▶ [Data shown]:
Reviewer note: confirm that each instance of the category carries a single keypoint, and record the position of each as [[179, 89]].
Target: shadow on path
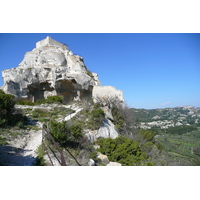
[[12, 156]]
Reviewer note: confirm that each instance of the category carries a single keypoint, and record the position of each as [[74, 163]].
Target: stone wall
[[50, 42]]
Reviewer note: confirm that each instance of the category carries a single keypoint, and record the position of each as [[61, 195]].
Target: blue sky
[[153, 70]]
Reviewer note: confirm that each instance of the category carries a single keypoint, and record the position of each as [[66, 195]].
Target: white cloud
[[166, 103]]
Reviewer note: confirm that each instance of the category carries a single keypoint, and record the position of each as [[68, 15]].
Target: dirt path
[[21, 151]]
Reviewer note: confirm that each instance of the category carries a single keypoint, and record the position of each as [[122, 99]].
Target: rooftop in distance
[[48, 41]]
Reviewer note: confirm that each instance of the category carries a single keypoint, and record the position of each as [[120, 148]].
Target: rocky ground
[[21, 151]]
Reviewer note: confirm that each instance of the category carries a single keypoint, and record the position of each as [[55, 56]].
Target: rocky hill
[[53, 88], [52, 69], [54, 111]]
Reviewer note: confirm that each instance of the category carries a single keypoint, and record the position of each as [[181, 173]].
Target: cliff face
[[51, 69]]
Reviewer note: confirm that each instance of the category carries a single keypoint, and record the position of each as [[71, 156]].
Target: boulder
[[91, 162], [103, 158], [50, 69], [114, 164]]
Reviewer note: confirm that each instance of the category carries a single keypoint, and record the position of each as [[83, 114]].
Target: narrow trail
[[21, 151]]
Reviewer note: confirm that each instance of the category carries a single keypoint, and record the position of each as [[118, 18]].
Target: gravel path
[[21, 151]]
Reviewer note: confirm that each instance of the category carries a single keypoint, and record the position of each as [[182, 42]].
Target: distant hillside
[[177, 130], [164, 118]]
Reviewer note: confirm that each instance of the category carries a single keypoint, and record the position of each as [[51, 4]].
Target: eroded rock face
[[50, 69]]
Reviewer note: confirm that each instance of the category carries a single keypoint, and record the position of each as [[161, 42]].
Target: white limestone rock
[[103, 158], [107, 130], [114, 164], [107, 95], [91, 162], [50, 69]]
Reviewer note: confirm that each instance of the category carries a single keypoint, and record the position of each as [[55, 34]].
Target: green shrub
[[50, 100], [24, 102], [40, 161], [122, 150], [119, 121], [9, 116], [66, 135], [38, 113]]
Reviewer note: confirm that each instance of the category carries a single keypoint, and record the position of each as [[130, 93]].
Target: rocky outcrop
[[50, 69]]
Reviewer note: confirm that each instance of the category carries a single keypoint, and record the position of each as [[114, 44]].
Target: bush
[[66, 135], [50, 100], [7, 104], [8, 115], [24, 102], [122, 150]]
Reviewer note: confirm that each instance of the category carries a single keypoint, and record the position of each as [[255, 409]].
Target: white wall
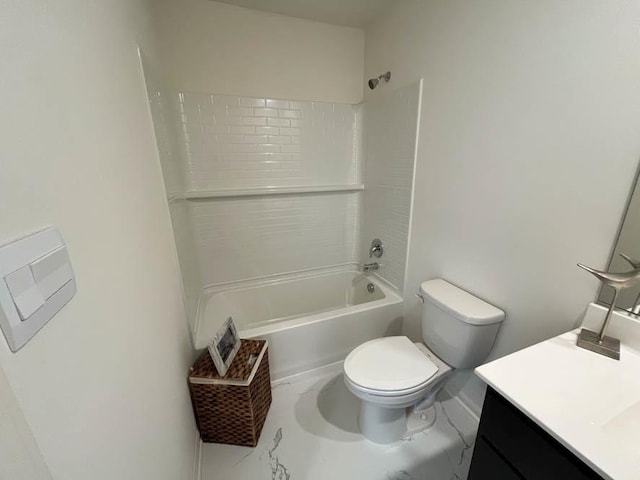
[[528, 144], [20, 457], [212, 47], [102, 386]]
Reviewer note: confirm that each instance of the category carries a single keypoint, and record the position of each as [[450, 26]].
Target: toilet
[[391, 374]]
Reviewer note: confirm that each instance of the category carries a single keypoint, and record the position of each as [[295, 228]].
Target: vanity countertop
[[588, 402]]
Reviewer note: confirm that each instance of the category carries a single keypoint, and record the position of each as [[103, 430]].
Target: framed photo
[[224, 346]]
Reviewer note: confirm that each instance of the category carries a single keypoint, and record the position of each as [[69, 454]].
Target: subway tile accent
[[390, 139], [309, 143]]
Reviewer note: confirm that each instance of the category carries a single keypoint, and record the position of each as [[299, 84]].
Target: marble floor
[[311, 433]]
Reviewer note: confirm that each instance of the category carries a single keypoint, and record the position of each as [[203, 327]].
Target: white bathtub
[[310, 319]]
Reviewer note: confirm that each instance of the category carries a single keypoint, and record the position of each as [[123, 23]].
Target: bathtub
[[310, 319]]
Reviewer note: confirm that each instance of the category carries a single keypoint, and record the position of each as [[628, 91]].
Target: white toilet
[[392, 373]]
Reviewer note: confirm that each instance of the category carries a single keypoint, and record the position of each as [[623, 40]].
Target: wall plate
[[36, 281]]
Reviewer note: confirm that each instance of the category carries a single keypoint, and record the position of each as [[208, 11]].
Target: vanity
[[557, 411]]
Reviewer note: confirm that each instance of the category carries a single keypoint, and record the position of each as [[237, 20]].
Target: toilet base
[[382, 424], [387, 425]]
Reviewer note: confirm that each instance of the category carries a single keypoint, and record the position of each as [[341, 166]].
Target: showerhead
--
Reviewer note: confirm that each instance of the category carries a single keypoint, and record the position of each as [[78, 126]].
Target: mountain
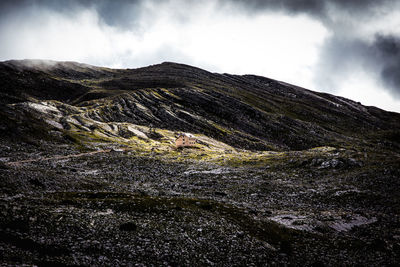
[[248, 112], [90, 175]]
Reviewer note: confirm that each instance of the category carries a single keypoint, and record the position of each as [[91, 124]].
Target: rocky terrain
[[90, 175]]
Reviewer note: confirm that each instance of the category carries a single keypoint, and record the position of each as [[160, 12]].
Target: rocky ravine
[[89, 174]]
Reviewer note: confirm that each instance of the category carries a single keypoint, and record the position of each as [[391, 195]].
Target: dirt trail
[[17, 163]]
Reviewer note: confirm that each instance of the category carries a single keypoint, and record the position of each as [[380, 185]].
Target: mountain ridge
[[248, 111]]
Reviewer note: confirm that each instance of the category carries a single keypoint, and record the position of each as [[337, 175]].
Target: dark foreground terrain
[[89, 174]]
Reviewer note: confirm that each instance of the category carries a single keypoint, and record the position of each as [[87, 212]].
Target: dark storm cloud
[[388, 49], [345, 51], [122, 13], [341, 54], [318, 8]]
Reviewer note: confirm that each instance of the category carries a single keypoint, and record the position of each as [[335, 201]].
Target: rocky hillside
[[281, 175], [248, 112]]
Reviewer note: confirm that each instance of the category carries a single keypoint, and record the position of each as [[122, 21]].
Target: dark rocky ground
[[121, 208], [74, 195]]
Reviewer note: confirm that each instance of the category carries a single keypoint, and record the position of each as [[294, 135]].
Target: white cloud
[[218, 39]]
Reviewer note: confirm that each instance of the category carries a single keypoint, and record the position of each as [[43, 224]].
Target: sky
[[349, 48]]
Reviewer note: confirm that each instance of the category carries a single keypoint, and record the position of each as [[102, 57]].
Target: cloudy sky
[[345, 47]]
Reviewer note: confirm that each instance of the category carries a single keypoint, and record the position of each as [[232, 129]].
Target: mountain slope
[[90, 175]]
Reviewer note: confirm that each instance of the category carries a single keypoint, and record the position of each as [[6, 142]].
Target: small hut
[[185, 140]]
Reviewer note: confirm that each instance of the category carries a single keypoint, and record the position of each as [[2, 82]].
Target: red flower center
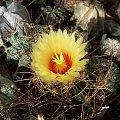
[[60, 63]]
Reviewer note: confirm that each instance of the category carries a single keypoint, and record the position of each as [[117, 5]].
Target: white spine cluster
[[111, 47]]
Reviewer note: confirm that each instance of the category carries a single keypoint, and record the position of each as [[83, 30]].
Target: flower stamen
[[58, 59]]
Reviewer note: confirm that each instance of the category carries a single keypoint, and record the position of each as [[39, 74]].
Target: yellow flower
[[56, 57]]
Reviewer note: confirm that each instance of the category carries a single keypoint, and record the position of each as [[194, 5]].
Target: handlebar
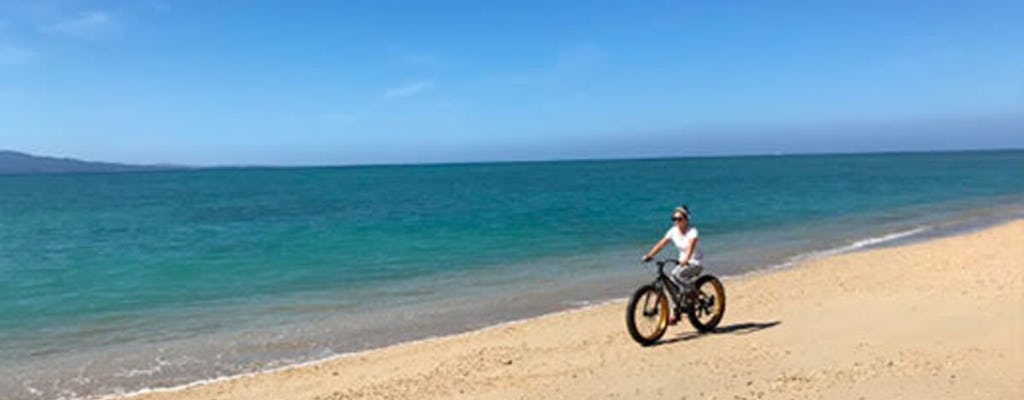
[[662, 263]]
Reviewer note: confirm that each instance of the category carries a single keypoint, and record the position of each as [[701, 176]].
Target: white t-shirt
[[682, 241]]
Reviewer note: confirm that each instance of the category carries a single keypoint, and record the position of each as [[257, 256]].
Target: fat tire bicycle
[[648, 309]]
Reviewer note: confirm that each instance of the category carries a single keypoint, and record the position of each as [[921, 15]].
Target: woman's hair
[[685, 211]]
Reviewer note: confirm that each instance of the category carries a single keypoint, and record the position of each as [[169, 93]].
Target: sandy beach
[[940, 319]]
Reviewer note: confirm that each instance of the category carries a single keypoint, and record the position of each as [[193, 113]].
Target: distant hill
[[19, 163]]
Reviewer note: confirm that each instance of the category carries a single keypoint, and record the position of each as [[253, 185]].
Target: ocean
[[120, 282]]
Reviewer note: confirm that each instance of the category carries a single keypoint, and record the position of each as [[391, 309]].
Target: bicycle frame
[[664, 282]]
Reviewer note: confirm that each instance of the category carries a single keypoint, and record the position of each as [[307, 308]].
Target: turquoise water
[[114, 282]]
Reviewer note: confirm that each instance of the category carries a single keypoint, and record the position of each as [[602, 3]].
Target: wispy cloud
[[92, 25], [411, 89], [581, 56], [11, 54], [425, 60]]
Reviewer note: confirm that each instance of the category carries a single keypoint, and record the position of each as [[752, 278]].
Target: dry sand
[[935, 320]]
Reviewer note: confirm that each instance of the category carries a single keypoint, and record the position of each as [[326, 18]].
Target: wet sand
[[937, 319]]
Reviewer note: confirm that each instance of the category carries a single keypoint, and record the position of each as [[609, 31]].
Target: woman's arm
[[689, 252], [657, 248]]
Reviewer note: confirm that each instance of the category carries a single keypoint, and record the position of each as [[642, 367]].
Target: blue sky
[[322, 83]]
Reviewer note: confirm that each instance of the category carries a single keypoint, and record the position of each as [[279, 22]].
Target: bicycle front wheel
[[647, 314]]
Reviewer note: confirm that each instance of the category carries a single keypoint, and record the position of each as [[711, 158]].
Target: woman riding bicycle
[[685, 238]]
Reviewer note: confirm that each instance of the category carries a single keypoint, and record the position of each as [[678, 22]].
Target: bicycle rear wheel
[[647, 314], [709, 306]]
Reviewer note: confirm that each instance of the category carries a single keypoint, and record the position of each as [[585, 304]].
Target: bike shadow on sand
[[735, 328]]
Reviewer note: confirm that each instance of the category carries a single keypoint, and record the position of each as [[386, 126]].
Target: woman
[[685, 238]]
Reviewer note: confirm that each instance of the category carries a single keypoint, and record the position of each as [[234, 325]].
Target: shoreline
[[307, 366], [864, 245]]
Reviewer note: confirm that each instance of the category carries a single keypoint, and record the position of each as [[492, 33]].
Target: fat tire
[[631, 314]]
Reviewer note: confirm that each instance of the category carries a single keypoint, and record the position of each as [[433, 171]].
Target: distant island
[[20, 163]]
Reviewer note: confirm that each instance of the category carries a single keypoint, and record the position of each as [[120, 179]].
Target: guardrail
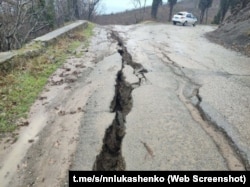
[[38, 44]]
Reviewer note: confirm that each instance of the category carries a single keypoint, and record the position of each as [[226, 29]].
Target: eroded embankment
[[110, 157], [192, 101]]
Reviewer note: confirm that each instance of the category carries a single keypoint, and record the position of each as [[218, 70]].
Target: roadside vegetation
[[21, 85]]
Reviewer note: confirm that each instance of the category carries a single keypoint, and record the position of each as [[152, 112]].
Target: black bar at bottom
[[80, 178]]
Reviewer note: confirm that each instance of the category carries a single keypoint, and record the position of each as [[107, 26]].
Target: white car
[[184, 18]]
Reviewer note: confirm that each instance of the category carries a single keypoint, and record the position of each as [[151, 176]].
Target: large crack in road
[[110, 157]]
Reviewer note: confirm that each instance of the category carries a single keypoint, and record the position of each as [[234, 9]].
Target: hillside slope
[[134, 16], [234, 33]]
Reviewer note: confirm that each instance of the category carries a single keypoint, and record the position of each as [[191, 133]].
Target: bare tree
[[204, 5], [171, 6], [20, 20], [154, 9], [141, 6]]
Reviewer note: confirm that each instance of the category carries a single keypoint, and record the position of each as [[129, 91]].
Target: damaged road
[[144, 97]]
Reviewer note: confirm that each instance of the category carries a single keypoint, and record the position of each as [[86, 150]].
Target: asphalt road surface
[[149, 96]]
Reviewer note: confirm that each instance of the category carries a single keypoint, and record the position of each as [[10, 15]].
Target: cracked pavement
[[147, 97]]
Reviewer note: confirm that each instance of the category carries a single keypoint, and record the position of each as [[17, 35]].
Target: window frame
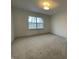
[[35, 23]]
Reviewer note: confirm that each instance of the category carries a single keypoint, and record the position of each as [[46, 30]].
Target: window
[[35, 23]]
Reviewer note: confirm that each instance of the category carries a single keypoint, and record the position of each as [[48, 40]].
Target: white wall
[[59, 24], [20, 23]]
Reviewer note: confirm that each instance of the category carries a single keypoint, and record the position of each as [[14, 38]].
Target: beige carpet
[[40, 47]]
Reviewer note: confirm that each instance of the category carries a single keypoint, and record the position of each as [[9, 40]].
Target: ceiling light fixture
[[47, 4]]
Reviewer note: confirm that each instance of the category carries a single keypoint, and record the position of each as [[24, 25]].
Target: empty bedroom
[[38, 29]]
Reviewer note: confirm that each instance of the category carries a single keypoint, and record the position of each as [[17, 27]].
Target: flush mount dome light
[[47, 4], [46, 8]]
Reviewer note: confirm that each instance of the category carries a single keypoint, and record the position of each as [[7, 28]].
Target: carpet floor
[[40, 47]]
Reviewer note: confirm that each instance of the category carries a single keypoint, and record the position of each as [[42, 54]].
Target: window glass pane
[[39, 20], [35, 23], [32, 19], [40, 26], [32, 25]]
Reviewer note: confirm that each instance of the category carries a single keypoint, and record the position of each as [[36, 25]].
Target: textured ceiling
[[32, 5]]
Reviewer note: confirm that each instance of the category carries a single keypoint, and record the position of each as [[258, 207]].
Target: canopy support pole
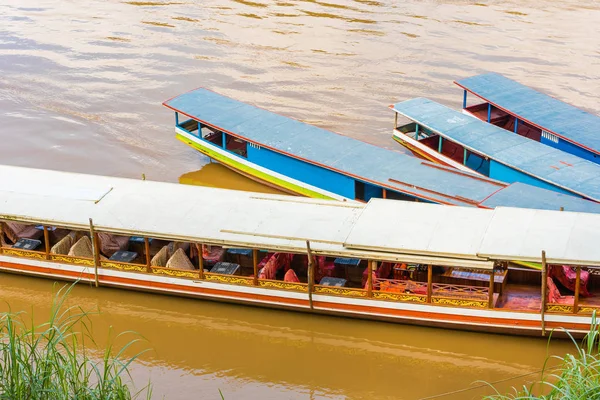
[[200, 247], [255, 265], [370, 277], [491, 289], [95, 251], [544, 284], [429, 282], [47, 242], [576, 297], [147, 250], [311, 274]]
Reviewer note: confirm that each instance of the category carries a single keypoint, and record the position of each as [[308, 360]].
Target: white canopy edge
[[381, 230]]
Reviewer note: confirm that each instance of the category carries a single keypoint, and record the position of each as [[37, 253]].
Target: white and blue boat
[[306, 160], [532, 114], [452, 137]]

▶ [Do this]:
Put the stretch from the line containing "as [[9, 40]]." through the line containing "[[47, 4], [46, 8]]" into a Markdown table with the columns Number and Line text. Number each line in order and leave out any blank lines.

▶ [Result for this exercise]:
| Number | Line text |
|---|---|
| 1 | Reviewer note: confirm that each instance of the category carries a single keypoint, and record the position of each as [[9, 40]]. |
| 2 | Target: ceiling light fixture |
| 3 | [[47, 4]] |
| 4 | Reviewer note: confirm that each instance of the category carries a single keypoint, and record the position of each as [[24, 25]]. |
| 5 | Target: empty bedroom |
| 6 | [[38, 29]] |
| 7 | Reviewer note: confirm that each instance of the category carries a single keypoint, and record the position of each as [[17, 27]]. |
| 8 | Target: flush mount dome light |
| 9 | [[47, 4], [46, 8]] |